#### [SUPPLIED TEXT]
Rooster were an English hard rock band from London. Formed in 2003, the group featured vocalist Nick Atkinson, guitarist Luke Potashnick, bassist Ben Smyth and drummer Dave Neale. Signed to Brightside Recordings, the band released their debut album Rooster in 2005. The group's second album Circles and Satellites followed in 2006, before the band broke up in 2007.

Often considered a pop rock or teen pop band in a similar vein to Busted, Rooster were more influenced by hard rock acts such as Led Zeppelin and Cream. Atkinson and Potashnick led the majority of songwriting on the first album, with Smyth and Neale contributing more to the second. Rooster was a commercial success, reaching number three on the UK Albums Chart.

History

2003–2005: Early years and debut album
After his previous band 50.Grind broke up, singer Nick Atkinson formed Rooster with childhood friend Luke Potashnick, who had attended Eastbourne College with him on guitar. The pair began writing songs together, before enlisting drummer Dave Neale (who had previously toured with Potashnick) and then bassist Ben Smyth (after advertising the role in the music press) to complete the lineup of the band in late 2003. The name Rooster was chosen based on that of a horse on which Atkinson won £250 in a bet.

Rooster signed with Hugh Goldsmith's Sony BMG sub-label Brightside Recordings and recorded their debut album with producers including Steve Robson, Pete Woodroffe and Charlie Grant. The band released their first single "Come Get Some" on 11 October 2004, which reached number 7 on the UK Singles Chart. Also in 2004, the group became the first to broadcast a live performance over the 3G mobile phone network. "Staring at the Sun" followed on 10 January 2005, which peaked at number 5 on the UK Singles Chart.

Two weeks after "Staring at the Sun", Rooster's self-titled debut album was released on 24 January 2005. The album reached number 3 on the UK Albums Chart, behind Push the Button by The Chemical Brothers and Hot Fuss by The Killers, and as of July 2006 had sold over 500,000 copies, approximately half of which were in the UK. "You're So Right for Me" and "Deep and Meaningless" were released as the final two singles from the album, reaching 14 and 29 on the UK Singles Chart, respectively. Rooster toured in promotion of the album, reportedly playing a total of over 150 shows in 2005.

#### [REQUIRED TASK 1]
Copy the Rooster passage from "Rooster were an" to "UK Albums Chart.", changing "Cream" to "Deep Purple".
#### [REQUIRED TASK 2]
In the Rooster passage, where did the band's name come from?

#### [INFORMATION SHOWN]
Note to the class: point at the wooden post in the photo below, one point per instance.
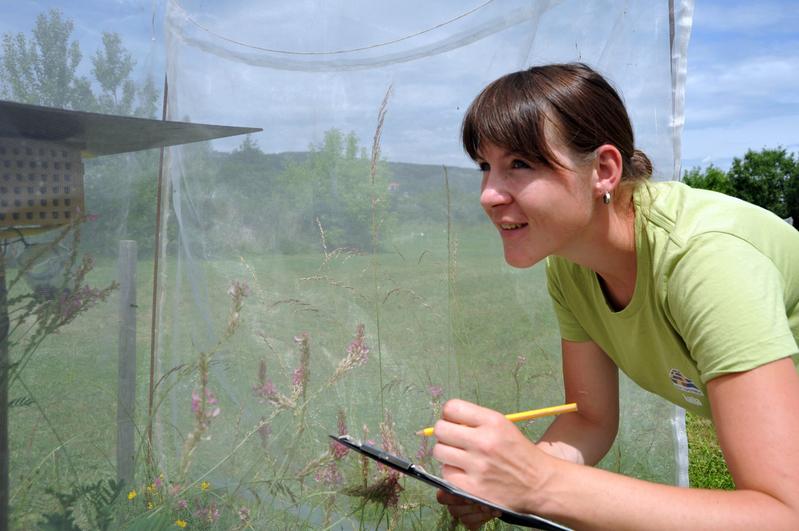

#### [OUTPUT 1]
Rooster were an English hard rock band from London. Formed in 2003, the group featured vocalist Nick Atkinson, guitarist Luke Potashnick, bassist Ben Smyth and drummer Dave Neale. Signed to Brightside Recordings, the band released their debut album Rooster in 2005. The group's second album Circles and Satellites followed in 2006, before the band broke up in 2007.

Often considered a pop rock or teen pop band in a similar vein to Busted, Rooster were more influenced by hard rock acts such as Led Zeppelin and Deep Purple. Atkinson and Potashnick led the majority of songwriting on the first album, with Smyth and Neale contributing more to the second. Rooster was a commercial success, reaching number three on the UK Albums Chart.

#### [OUTPUT 2]
It came from a horse on which Nick Atkinson won £250 in a bet.